== 文書 ==

説明

コンクリート構造体の施工方法

【課題】 コンクリート構造物の表面に被覆層を備えたコンクリート構造体の施工時間を短縮する。
【解決手段】 コンクリート構造物2の表面3に光硬化性を有するプライマー4を設け、このプライマー4の表面5に光硬化性を有する樹脂溶剤9Aを塗布し、塗布した樹脂溶剤9Aによる樹脂層(一次樹脂層9a)の表面10aに光透過性を有するシート(繊維メッシュシート8)を設け、このシート及び樹脂層の表面にさらに樹脂溶剤を塗布することによって、シートの全体を樹脂溶剤で覆った後に、このシートの全体を覆った樹脂溶剤による樹脂層(二次樹脂層9b)の表面10b側から樹脂溶剤9Aとプライマー4とに光を照射して樹脂溶剤とプライマーとを硬化させたことを特徴とする。

【発明の詳細な説明】
【技術分野】
【0001】
本発明は、施工時間を短縮可能なコンクリート構造体の施工方法に関する。

===

### 記述問題 1
記録の中から、「every」という文字列を含む行をすべて集めてください。

== 抽出資料 ==

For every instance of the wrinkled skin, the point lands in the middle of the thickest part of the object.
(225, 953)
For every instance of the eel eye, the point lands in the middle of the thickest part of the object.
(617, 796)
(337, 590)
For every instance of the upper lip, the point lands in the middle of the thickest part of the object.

===

### 記述問題 2
コンクリート構造体の施工方法に関する文書について、次の問いに答えてください。
(a) 【課題】では、何の施工時間を短縮するとされていますか。
(b) 【解決手段】で、光透過性を有するシートとして括弧内に挙げられているものは何ですか。
(c) 【0001】によると、本発明は何に関するものですか。

### 演習の解答 1
For every instance of the wrinkled skin, the point lands in the middle of the thickest part of the object.
For every instance of the eel eye, the point lands in the middle of the thickest part of the object.
For every instance of the upper lip, the point lands in the middle of the thickest part of the object.

### 演習の解答 2
(a) コンクリート構造物の表面に被覆層を備えたコンクリート構造体の施工時間
(b) 繊維メッシュシート8
(c) 施工時間を短縮可能なコンクリート構造体の施工方法